EXCERPTED PASSAGE:
>>>>

Overall I feel like I have dealt with my dad's illness fairly well.  I have made more of an effort to go and see him or just call him on the phone.  When the time comes that he dies I don't want to have any regrets.  I want to send him off with all my love.

But there are moments when the reality of his illness really hits me.  It never fails that when I have a problem with my car I end up crying and so frustrated with my dad being sick.  Why?  Because the hardest part of my dad being sick is that I can't go to him with my car problems.  He can't tell me what we need to do.  And we can't go get the parts and then work together to fix it. 

Now that may sound really selfish.  It may sound like the only reason I want him healthy is to fix my car.  But that isn't it at all.  My dad doesn't fix my car, we do!  Some of my most cherished times with my dad are sitting by his side as he taught me how to work on my car.  I love saying, "my dad didn't raise me to be a wimpy girl."  I have taken quite a bit of pride in knowing that I can work on my car.

<<<<

WHAT IS BEING ASKED: Extend the passage about working on cars with a seriously ill father, picking up right after its last sentence. The data that follows was drawn from a separate source.

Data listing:
>>>>

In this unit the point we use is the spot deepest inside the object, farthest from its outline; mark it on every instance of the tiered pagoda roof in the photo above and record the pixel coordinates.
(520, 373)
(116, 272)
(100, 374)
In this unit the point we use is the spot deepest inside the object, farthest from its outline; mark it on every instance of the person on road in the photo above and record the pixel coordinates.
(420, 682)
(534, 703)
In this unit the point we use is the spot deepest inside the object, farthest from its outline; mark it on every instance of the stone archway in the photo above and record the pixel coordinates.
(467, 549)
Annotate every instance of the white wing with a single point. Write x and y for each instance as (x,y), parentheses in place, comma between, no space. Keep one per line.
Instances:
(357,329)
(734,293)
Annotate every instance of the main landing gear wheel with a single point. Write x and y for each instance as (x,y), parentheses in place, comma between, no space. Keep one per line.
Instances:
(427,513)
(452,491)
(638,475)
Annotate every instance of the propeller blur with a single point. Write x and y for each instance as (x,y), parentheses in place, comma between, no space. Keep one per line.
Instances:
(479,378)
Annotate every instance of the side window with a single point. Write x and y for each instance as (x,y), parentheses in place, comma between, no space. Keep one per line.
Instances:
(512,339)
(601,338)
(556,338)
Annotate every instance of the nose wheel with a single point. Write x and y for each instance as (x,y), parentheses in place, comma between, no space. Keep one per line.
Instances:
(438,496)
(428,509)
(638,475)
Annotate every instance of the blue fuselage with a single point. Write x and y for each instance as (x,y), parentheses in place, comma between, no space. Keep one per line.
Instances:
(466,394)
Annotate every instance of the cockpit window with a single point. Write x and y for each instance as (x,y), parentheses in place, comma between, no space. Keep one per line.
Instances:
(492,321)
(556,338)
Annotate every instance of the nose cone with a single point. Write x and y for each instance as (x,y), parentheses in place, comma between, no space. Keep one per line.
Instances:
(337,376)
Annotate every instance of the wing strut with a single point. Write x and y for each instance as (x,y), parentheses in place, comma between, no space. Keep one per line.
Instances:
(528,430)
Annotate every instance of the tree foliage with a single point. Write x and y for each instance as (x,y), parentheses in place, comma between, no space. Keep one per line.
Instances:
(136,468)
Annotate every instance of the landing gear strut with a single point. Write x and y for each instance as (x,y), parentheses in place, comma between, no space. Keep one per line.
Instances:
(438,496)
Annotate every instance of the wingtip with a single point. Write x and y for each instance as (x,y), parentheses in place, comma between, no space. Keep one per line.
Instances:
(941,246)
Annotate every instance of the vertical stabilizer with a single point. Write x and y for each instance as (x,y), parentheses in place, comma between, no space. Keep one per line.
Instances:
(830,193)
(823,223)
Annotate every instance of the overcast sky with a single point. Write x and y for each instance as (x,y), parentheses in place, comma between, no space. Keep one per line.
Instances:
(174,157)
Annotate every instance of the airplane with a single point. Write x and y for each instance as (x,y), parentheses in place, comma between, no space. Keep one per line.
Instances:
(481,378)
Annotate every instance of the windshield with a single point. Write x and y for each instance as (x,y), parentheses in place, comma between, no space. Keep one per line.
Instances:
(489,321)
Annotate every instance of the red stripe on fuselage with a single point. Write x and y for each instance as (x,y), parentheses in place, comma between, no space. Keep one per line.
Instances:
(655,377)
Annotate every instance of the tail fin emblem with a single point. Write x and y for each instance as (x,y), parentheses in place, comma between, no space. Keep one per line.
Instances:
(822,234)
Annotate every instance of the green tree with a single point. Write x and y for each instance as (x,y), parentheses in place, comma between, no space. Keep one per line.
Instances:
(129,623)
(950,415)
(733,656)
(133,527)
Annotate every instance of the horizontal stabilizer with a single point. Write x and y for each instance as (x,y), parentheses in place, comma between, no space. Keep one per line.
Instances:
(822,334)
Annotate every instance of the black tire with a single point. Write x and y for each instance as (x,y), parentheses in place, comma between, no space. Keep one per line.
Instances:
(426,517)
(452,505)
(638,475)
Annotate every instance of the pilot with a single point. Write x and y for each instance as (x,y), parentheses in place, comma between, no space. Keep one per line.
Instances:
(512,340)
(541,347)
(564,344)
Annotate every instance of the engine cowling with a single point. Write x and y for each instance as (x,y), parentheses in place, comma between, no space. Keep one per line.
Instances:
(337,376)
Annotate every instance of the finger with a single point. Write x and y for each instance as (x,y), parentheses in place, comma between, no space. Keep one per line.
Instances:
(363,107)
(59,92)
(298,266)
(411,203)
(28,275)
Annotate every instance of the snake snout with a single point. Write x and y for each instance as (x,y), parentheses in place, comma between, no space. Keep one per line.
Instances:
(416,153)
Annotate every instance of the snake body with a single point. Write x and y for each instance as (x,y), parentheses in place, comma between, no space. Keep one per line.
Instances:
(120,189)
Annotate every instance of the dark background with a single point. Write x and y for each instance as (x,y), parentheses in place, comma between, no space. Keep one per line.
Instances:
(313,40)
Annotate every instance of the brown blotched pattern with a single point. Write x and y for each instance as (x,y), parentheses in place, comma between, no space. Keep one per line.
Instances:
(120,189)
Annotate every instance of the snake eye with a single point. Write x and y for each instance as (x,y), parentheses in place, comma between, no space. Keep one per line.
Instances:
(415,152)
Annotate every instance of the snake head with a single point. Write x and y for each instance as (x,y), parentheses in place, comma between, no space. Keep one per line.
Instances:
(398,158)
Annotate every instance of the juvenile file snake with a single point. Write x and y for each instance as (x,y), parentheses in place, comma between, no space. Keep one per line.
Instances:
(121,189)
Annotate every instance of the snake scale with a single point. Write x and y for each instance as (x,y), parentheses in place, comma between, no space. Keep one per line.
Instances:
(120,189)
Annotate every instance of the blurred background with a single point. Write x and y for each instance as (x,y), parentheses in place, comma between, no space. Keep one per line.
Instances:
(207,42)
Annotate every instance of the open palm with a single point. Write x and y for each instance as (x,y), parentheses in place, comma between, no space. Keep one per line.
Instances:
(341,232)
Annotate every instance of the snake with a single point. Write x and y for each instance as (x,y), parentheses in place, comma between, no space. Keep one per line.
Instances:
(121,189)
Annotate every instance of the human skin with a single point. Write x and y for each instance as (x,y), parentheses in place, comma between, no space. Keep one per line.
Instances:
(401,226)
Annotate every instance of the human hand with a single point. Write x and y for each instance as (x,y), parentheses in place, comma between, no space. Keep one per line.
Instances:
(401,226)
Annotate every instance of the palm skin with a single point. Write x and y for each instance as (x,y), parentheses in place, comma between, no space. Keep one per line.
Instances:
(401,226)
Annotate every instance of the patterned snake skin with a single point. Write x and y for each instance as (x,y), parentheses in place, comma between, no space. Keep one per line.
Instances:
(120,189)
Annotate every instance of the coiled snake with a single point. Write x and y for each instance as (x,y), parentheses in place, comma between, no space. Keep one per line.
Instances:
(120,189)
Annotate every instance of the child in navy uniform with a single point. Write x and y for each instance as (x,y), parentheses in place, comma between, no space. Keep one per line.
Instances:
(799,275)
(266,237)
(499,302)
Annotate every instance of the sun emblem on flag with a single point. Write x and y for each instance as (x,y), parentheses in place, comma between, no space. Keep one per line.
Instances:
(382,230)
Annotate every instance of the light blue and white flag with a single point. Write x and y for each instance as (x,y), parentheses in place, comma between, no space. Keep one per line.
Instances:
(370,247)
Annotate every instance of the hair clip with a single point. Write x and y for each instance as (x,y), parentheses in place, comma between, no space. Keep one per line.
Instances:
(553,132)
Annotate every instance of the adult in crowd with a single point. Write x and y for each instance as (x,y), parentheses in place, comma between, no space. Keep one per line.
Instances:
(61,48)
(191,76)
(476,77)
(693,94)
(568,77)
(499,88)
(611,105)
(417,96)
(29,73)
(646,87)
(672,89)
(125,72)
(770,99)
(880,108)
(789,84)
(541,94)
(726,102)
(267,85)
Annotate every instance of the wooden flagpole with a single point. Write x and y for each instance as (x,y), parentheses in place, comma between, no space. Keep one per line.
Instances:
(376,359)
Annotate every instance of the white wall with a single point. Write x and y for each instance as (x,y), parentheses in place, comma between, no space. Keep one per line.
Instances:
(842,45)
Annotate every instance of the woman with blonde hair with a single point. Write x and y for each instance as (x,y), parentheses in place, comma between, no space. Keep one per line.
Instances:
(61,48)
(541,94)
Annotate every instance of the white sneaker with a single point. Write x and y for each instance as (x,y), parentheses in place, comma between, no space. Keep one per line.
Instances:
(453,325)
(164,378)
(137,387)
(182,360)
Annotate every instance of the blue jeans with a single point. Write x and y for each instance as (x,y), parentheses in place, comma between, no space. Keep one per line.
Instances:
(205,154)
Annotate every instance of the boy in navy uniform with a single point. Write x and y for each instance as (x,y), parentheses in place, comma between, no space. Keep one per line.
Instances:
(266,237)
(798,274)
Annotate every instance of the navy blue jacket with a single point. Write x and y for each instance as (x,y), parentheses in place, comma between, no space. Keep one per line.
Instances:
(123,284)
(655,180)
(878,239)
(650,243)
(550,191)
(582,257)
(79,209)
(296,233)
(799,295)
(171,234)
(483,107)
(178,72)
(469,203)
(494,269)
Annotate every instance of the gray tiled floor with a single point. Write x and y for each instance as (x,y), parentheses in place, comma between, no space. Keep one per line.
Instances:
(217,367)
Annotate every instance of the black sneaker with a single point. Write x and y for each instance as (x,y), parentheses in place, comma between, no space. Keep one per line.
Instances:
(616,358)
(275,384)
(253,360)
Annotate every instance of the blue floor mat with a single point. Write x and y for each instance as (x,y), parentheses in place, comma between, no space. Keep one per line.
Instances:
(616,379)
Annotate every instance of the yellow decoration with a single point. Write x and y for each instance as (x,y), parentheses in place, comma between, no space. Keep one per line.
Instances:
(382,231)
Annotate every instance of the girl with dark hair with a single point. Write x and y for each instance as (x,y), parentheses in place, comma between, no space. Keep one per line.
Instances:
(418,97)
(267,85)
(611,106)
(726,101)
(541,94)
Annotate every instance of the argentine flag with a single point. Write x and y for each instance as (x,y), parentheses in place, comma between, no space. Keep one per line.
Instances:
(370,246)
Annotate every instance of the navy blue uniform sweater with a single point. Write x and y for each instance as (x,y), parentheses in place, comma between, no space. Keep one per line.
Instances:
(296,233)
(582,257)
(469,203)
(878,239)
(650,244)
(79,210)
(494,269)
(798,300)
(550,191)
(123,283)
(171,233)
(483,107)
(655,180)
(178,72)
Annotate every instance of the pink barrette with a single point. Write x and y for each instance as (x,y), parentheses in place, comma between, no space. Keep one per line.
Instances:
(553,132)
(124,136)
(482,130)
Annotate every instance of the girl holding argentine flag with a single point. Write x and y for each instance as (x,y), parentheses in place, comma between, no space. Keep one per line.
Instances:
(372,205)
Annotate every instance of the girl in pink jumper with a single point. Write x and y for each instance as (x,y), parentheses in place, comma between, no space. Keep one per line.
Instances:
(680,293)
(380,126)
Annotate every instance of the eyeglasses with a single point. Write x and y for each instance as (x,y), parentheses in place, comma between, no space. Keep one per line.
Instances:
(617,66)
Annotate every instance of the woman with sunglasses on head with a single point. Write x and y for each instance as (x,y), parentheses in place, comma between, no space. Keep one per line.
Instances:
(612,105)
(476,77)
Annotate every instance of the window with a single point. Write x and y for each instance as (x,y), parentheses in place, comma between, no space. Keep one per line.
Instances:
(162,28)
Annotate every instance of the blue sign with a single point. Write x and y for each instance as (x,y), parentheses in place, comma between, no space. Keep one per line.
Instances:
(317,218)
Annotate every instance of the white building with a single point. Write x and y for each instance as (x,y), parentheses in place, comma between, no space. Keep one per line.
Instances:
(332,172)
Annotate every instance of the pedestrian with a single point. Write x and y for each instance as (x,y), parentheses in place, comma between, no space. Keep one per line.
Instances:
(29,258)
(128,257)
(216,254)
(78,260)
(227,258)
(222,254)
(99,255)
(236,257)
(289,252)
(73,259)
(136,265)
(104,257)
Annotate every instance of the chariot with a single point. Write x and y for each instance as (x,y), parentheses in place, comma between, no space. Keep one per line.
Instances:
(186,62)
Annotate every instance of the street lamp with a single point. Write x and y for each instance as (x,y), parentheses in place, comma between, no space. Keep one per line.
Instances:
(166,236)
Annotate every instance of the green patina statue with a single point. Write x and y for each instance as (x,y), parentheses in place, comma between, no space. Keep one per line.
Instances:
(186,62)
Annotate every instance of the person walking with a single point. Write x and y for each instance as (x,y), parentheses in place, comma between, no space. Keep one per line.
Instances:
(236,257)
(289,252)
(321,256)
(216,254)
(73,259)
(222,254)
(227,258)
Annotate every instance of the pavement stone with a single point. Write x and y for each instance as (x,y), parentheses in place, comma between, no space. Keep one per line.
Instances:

<<<<

RESULT OF THE EXERCISE:
But there is so much of it that I can't do on my own and don't want to.  I want to get covered in grease and try and figure out what my dad is going to do next.  I want to have him teach me more about the way my car works.  I want to get totally frustrated with him because he moves so slow.  But that is never going to happen again.

I took my car in today because we had a flat tire and ended up needing to replace two tires.  But they also told me that my CV boot is torn and so the axle needs to be replaced.  After paying for the tires I went and sat in my car and cried because Dad and I have replaced the axles before.  I know it is something I can do with him but not without him. 

And on a day when everything else has gone wrong a little girl needs her dad to come and rescue her.  Only my dad can't rescue me anymore.